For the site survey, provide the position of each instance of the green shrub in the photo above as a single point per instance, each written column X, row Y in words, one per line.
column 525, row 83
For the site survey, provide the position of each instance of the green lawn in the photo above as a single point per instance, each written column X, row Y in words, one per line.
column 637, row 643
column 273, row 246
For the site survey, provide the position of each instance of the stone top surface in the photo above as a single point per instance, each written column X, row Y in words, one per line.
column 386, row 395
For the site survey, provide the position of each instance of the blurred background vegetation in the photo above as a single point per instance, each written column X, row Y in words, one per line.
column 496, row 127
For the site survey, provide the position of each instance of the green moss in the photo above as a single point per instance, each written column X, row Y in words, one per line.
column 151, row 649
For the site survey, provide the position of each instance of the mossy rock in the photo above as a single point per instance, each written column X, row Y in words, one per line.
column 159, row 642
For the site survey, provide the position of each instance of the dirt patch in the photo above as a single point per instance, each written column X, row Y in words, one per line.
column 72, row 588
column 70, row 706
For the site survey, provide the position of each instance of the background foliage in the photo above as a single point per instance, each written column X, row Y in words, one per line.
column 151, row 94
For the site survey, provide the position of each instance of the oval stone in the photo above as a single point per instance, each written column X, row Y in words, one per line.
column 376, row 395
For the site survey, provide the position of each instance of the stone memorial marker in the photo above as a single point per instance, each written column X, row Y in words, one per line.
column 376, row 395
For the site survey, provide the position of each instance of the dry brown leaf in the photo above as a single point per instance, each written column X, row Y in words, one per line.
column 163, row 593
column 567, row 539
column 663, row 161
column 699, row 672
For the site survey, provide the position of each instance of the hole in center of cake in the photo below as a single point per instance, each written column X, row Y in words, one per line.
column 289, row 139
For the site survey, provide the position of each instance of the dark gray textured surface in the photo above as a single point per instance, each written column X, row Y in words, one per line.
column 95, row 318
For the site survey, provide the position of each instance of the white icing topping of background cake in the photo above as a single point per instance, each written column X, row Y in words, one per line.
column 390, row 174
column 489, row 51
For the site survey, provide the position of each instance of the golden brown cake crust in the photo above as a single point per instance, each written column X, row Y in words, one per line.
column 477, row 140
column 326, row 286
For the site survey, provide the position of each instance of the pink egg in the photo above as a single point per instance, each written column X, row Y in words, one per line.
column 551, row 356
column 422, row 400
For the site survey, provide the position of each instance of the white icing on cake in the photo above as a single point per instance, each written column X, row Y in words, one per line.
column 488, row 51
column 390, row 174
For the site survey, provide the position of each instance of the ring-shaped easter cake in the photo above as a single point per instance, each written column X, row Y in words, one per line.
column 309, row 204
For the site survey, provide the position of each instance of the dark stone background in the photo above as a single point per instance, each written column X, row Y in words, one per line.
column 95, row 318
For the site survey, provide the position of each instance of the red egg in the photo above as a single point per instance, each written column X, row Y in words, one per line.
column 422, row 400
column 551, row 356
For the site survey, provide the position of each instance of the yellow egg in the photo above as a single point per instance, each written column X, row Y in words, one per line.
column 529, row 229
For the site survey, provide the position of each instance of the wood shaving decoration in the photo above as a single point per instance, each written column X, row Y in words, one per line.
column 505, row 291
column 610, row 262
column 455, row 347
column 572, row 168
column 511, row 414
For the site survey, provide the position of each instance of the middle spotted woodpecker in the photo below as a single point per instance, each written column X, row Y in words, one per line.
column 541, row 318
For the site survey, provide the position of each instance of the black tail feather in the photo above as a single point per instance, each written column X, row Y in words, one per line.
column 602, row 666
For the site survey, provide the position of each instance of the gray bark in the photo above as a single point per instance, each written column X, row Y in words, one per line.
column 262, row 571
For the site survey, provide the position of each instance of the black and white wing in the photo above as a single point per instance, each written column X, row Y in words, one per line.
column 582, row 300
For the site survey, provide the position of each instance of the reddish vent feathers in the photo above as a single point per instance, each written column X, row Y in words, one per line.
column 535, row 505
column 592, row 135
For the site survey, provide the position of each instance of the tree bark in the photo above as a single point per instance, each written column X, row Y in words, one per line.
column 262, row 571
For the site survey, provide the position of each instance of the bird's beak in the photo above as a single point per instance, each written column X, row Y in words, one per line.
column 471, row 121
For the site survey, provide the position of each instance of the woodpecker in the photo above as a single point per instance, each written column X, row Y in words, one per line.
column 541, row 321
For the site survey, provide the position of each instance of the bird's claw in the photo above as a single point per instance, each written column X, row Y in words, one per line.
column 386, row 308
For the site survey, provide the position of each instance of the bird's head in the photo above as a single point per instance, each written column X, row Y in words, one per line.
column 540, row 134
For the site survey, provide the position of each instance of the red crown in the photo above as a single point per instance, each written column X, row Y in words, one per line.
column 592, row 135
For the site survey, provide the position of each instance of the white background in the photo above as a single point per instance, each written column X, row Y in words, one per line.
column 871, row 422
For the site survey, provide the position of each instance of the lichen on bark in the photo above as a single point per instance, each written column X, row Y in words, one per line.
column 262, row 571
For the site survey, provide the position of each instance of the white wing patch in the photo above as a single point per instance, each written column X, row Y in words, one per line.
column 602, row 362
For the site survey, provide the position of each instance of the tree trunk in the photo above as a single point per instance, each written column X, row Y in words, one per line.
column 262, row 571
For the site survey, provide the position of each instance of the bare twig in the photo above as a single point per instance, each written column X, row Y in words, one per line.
^^^^
Can you write out, word for word, the stretch of the items above from the very first line through the line containing "column 386, row 395", with both ends included?

For the site survey, provide the position of each instance of the green shrub in the photo above as a single point per instance, each written column X, row Y in words, one per line.
column 525, row 83
For the site survey, provide the position of each instance of the green lawn in the photo above as a single point per instance, each written column X, row Y in words, one per line.
column 637, row 643
column 273, row 246
For the site survey, provide the position of each instance of the stone top surface in the photo above as a single point per instance, each written column X, row Y in words, one per line.
column 386, row 395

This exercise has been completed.